■ **Text provided**:
For the Bible Tells Me So; Bishop Robinson at the Sundance Film Festival
Hartford Courant
By JOEL LANG
January 23, 2007
You've been demonized by so many. ... How do you help me to not demonize others?
Gene Robinson, the openly gay Episcopal bishop at the center of the rift over homosexuality that has led some Virginia parishes to align themselves with the Anglican Church of Nigeria, stopped in Hartford Monday to deliver a message of reconciliation for the church and some news about himself.
'I believe with my whole heart that the Archbishop of Nigeria [Peter Akinola] and I are going to be in heaven together. And we're going to get along together, because God won't have it any other way. So we better start practicing now,' Robinson said at a luncheon attended by a dozen local church leaders at Real Art Ways.
He was responding to a plea from The Very Rev. Mark Pendleton, dean of Christ Church Cathedral in Hartford, who told Robinson, 'You've been demonized by so many. ... How do you help me to not demonize others?'
Looking at ease in gray slacks and a blue fleece vest worn unzipped over a burgundy shirt, Robinson, 59, said he received 500 to 600 e-mails a day, both angry and supportive, after he was elected Bishop of New Hampshire in 2003, the event that ignited revolts by some conservative parishes, including a group known as the Connecticut Six.

■ **Task list**:
[1] From the Hartford Courant article, extract the passage between "Gene Robinson, the" and "news about himself.", inclusive.
[2] Summarize the Hartford Courant article in two sentences.

■ **Stored data**:
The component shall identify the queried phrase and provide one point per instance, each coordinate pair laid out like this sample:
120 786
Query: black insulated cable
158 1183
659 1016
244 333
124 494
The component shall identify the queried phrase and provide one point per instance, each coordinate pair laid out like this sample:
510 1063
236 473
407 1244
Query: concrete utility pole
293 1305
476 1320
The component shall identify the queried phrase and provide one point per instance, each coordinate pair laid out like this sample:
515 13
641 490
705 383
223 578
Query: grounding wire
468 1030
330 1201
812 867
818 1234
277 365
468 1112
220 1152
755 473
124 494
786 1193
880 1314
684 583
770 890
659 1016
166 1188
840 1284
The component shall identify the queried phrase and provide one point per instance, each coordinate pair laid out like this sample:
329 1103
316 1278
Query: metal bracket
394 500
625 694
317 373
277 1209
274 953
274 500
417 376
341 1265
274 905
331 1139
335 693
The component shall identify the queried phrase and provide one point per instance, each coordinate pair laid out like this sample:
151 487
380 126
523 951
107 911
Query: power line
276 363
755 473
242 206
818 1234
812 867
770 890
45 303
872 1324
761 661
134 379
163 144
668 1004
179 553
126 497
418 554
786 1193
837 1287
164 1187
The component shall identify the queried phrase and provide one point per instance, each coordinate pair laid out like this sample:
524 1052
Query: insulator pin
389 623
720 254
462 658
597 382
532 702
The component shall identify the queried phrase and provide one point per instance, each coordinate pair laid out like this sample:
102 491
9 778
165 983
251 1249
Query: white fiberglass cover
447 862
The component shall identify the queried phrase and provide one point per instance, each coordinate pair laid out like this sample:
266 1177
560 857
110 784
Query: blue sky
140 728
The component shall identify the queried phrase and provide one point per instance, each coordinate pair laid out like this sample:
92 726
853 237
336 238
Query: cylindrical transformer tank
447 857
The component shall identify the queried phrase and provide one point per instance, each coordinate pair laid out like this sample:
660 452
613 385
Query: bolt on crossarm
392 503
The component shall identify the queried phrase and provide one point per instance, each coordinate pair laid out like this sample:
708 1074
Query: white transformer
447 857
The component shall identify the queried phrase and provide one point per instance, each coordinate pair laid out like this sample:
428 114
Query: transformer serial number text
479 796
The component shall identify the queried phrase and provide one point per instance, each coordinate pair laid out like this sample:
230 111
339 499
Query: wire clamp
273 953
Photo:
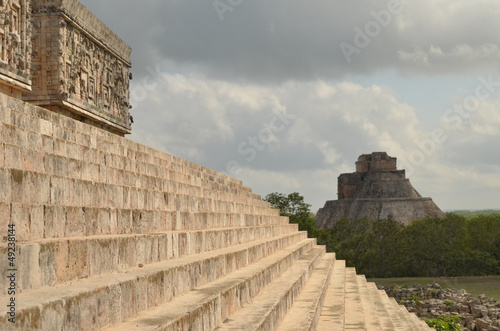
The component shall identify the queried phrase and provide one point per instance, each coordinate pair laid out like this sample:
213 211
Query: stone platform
376 191
114 235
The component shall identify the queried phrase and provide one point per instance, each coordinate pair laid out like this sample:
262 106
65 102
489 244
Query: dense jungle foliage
432 247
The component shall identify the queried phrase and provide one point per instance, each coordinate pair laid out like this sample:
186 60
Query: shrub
445 323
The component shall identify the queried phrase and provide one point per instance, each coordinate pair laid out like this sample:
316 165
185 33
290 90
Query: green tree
294 207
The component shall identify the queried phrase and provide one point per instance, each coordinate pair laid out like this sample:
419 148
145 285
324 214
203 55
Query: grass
468 214
489 285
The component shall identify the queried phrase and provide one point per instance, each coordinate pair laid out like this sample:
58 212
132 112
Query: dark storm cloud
279 40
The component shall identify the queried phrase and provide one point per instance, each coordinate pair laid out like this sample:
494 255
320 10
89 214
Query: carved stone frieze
80 67
15 46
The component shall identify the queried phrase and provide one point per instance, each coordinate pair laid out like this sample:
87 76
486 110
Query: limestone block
36 217
5 112
46 127
75 222
33 160
48 259
5 185
114 304
125 220
4 219
103 256
2 151
103 221
55 221
13 157
21 218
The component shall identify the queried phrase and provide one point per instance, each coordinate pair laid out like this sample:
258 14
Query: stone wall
81 68
377 190
475 313
15 47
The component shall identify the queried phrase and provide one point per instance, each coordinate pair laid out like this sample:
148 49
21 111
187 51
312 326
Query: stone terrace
115 235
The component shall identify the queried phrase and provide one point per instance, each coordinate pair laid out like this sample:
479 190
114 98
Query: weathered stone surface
479 313
377 190
15 47
81 69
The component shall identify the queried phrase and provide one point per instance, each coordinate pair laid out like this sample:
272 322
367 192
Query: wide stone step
382 313
35 188
268 309
92 303
372 321
332 317
305 311
206 307
401 320
50 262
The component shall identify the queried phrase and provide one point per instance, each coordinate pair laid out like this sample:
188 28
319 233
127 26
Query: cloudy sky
286 94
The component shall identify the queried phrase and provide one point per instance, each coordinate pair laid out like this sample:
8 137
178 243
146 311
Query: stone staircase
115 235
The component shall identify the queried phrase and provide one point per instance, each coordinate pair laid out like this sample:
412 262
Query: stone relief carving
15 29
93 74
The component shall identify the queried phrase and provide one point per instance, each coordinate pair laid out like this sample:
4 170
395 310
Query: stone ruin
106 233
377 190
430 301
58 55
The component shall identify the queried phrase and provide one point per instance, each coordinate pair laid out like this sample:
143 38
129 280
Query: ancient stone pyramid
377 190
102 233
114 235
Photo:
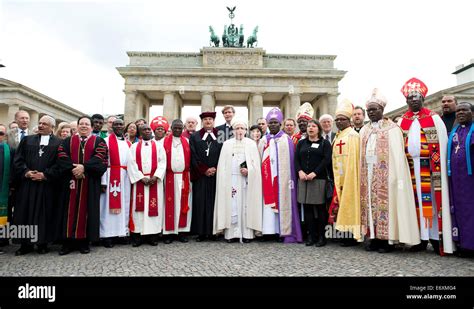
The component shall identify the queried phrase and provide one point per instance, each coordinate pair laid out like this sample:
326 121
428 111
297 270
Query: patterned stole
379 179
169 188
430 166
467 148
140 187
5 185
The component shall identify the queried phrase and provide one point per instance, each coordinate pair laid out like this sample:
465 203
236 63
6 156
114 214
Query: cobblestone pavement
218 258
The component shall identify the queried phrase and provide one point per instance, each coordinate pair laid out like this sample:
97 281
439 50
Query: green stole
5 185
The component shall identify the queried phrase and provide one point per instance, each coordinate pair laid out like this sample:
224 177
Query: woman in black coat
312 163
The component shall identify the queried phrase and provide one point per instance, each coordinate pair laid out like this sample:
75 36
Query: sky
69 50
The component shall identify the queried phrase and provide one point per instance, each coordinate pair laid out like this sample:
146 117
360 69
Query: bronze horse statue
214 37
253 38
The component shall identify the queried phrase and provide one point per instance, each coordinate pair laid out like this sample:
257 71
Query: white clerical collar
375 124
44 140
210 134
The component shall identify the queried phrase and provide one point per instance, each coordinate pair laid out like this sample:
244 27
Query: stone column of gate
34 118
208 103
169 105
332 104
129 114
12 109
255 106
295 102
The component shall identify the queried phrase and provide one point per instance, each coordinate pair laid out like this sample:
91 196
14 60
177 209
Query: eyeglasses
373 109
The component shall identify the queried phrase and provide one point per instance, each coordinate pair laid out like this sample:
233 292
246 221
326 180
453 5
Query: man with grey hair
22 118
326 122
36 170
358 117
225 129
189 127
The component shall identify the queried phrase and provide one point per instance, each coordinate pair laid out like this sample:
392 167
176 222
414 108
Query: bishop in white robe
115 197
147 165
178 188
238 205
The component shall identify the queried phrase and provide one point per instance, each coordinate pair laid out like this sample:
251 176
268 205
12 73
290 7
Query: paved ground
221 259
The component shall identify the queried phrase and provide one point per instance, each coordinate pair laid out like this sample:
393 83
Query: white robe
143 223
402 222
177 166
239 202
112 225
414 150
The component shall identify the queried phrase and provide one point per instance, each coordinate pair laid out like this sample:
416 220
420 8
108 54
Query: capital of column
207 101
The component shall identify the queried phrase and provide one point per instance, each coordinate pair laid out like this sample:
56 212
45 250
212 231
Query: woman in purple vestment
461 180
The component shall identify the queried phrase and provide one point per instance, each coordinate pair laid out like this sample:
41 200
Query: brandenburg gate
230 74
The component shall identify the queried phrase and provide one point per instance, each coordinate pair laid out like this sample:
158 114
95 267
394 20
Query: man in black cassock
35 168
6 167
205 151
82 159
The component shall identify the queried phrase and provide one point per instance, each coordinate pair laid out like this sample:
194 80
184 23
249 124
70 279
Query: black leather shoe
153 241
42 249
348 242
386 248
108 243
136 243
85 250
321 242
65 250
24 250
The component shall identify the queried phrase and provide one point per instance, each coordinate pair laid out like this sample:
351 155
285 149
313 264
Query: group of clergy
390 183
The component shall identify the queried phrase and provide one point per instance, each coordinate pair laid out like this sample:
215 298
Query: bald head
46 125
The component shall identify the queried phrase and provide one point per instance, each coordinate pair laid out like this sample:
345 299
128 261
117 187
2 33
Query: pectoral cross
340 146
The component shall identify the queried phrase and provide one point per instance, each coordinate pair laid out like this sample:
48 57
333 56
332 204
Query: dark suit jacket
225 131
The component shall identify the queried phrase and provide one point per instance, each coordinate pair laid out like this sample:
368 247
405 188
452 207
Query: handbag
329 189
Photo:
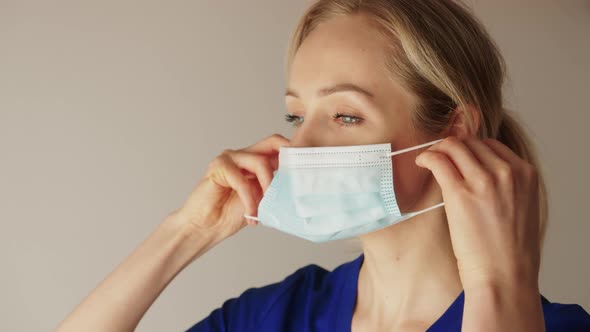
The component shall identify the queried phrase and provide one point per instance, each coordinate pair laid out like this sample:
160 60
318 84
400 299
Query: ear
465 122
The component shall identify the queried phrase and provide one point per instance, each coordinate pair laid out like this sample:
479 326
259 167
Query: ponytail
512 134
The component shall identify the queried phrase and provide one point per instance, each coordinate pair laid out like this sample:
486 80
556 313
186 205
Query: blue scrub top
313 299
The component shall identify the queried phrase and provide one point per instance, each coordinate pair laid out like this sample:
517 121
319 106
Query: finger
443 169
503 151
254 163
488 158
230 173
269 145
462 157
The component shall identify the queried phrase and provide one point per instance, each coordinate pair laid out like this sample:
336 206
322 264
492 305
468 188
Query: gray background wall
110 111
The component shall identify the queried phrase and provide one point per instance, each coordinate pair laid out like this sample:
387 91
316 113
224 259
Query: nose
307 134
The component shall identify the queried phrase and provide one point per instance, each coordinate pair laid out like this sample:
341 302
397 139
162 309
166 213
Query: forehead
345 48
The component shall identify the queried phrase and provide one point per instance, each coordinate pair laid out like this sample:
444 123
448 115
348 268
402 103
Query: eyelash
296 120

■ **Answers by item**:
[1]
Gene Robinson, the openly gay Episcopal bishop at the center of the rift over homosexuality that has led some Virginia parishes to align themselves with the Anglican Church of Nigeria, stopped in Hartford Monday to deliver a message of reconciliation for the church and some news about himself.

[2] Gene Robinson, the openly gay Episcopal bishop at the center of the church's rift over homosexuality, stopped in Hartford to deliver a message of reconciliation, saying at a luncheon with local church leaders that he and the Archbishop of Nigeria would be in heaven together and should start practicing getting along now. Robinson said he received 500 to 600 e-mails a day, both angry and supportive, after his 2003 election as Bishop of New Hampshire, which ignited revolts by some conservative parishes.